- **Exercise A**:
Reproduce, word for word, the part of the frilled shark article that opens with the words containing "Guillot was actually" and closes with "avoid warm water.".
- **Exercise B**:
Answer these questions using the frilled shark article:
(i) According to Simon Boag, how many teeth does the shark have, and in how many rows?
(ii) What was David Guillot fishing for when he came across the shark?
(iii) According to Mark Meekan, in what kind of waters is the species more likely to be found?
- **Exercise C**:
Continue the frilled shark article from its final sentence.

··· Document extract

A rarely sighted frilled shark has been snagged off the coast of Victoria, Australia.

“It does look 80 million years old. It looks prehistoric, it looks like it’s from another time!” Simon Boag of the South East Trawl Fishing Association told the Australian Broadcasting Corp.

He indicated it was the first time in living memory a frilled shark had been sighted.

“We couldn’t find a fisherman who had ever seen one before,” he said.

“It has 300 teeth over 25 rows, so once you’re in that mouth, you’re not coming out,” Boag said.

“Good for dentists, but it is a freaky thing. I don’t think you would want to show it to little children before they went to bed.”

The catch was made last month by David Guillot, skipper of the trawler Western Alliance who was fishing near Lakes Entrance in Gippsland.

Guillot was actually fishing for dory and sea perch when he came across the shark.

“I’ve been at sea for 30 years and I’ve never seen a shark look like that,” Guillot told Fairfax Radio on Wednesday.

“The head on it was like something out of a horror movie. It was quite horrific looking … It was quite scary actually.”

He says the creature is about 5 feet long and “like a large eel … the body was quite different to any other shark I’d ever seen.”

Mark Meekan, shark biologist at the Australian Institute of Marine Science, says the species is more likely to be found in cool, temperate waters and seems to avoid warm water.

······
··· Study material

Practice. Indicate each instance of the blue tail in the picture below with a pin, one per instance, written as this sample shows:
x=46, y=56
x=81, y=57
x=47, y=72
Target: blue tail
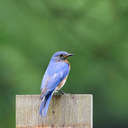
x=45, y=103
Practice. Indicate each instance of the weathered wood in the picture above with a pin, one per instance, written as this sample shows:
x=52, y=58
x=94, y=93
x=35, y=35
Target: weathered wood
x=66, y=111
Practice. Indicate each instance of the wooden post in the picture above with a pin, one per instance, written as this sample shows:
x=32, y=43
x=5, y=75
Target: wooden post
x=66, y=111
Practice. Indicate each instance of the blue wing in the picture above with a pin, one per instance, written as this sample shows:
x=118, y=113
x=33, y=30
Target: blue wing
x=54, y=74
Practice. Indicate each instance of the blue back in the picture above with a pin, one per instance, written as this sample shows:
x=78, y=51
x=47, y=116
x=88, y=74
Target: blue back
x=54, y=74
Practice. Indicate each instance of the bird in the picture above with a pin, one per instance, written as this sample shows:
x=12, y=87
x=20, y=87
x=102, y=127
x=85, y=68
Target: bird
x=54, y=79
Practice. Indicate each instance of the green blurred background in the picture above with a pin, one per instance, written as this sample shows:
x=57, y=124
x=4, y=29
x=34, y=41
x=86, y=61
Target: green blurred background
x=96, y=31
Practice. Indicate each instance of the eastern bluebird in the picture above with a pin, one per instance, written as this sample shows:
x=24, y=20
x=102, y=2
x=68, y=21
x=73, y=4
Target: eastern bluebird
x=54, y=78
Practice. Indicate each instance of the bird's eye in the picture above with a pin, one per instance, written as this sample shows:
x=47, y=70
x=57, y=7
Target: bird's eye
x=61, y=55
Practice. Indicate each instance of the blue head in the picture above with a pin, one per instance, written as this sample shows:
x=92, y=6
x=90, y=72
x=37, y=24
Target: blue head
x=61, y=56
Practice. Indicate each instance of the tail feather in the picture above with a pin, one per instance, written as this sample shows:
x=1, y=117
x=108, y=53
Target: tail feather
x=45, y=104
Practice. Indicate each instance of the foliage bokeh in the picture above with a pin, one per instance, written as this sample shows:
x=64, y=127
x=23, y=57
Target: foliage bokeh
x=96, y=31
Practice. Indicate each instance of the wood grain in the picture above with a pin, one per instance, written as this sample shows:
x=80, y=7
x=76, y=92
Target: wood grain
x=66, y=111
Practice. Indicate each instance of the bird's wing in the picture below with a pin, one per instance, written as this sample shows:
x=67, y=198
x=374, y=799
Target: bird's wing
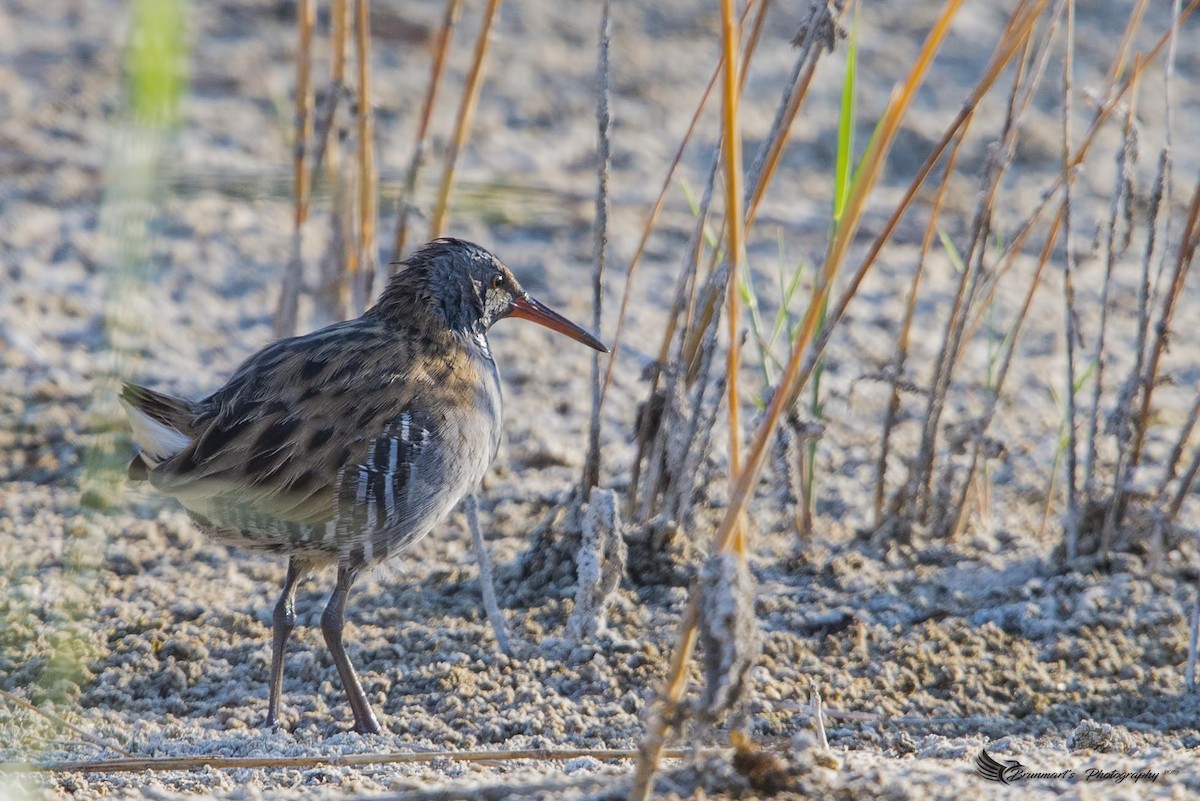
x=279, y=434
x=989, y=768
x=337, y=427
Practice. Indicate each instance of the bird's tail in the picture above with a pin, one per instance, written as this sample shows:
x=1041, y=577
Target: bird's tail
x=161, y=426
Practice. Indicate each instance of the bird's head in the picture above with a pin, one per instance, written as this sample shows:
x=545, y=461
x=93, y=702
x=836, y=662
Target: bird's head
x=468, y=289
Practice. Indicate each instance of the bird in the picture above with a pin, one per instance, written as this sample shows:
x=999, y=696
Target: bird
x=343, y=446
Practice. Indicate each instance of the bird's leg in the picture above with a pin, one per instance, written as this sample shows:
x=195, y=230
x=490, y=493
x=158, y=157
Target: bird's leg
x=282, y=622
x=331, y=627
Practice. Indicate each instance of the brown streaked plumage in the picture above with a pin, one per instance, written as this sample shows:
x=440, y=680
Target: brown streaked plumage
x=346, y=445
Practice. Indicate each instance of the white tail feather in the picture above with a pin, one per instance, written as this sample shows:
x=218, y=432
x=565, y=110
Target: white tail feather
x=157, y=440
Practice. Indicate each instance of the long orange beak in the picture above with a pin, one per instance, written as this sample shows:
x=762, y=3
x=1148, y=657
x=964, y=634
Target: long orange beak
x=531, y=308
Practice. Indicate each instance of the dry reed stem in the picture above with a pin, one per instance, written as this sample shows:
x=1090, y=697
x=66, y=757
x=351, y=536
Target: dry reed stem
x=405, y=210
x=820, y=31
x=647, y=229
x=784, y=397
x=599, y=242
x=462, y=124
x=360, y=285
x=1180, y=271
x=959, y=509
x=921, y=481
x=486, y=582
x=285, y=321
x=1122, y=196
x=952, y=139
x=58, y=721
x=684, y=296
x=499, y=792
x=339, y=30
x=1186, y=480
x=1122, y=53
x=731, y=134
x=312, y=760
x=1068, y=287
x=1189, y=672
x=1103, y=112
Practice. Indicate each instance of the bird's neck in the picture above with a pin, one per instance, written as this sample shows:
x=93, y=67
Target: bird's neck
x=412, y=300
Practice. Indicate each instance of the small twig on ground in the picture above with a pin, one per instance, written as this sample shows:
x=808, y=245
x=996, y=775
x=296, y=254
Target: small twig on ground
x=819, y=715
x=360, y=284
x=474, y=792
x=58, y=721
x=312, y=760
x=486, y=583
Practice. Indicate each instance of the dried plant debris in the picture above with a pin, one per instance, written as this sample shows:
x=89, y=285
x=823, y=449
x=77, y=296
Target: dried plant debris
x=1090, y=735
x=729, y=633
x=600, y=562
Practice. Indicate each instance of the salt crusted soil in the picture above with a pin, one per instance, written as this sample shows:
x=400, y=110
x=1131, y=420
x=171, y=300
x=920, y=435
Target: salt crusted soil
x=132, y=626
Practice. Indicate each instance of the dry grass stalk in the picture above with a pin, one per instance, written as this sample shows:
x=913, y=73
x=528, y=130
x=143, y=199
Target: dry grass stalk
x=331, y=296
x=285, y=323
x=817, y=36
x=360, y=283
x=600, y=242
x=405, y=208
x=1189, y=674
x=731, y=137
x=1015, y=37
x=1122, y=198
x=312, y=760
x=784, y=397
x=952, y=139
x=819, y=715
x=1071, y=332
x=499, y=792
x=652, y=218
x=58, y=721
x=486, y=582
x=462, y=122
x=339, y=36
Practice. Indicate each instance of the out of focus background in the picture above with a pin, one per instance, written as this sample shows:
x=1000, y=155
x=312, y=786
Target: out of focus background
x=904, y=320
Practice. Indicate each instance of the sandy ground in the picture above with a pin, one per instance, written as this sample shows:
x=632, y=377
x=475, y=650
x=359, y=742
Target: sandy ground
x=132, y=626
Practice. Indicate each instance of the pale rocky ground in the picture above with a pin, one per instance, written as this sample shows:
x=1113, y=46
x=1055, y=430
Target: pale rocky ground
x=131, y=625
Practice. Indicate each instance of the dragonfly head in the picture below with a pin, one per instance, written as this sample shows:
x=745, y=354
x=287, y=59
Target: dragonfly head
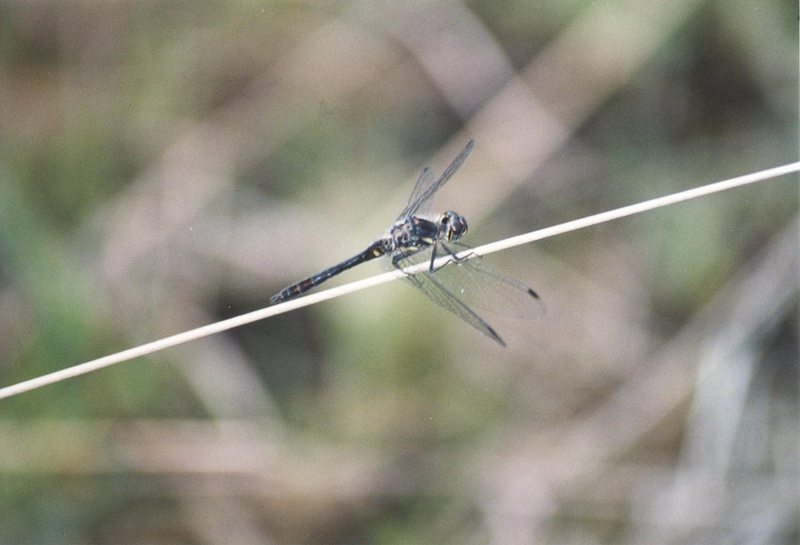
x=452, y=226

······

- **Written reply A**:
Guillot was actually fishing for dory and sea perch when he came across the shark.

“I’ve been at sea for 30 years and I’ve never seen a shark look like that,” Guillot told Fairfax Radio on Wednesday.

“The head on it was like something out of a horror movie. It was quite horrific looking … It was quite scary actually.”

He says the creature is about 5 feet long and “like a large eel … the body was quite different to any other shark I’d ever seen.”

Mark Meekan, shark biologist at the Australian Institute of Marine Science, says the species is more likely to be found in cool, temperate waters and seems to avoid warm water.

- **Written reply B**:
(i) 300 teeth over 25 rows.
(ii) Dory and sea perch.
(iii) Cool, temperate waters.

- **Written reply C**:
“There are usually three main spots it is found, in waters off New Zealand, near Japan and along the coast of the British Isles, down through Spain into northern Africa,” Meekan told the Sydney Morning Herald. “However, there are some maps that show distributions that encompass the Victorian coast.”

The frilled shark gets its named from the six gills on either side that wrap around and almost join underneath.

The Herald notes: “It was first described in 1884 and its closest related species is the cow shark, which dates back about 95 million years.

“It is capable of swallowing prey more than half its size and it eats squid and octopus.

“Its teeth are described as backwards needles and it is capable of extending its jaw so that it can swallow everything whole. Like an eel, it can turn back on itself.”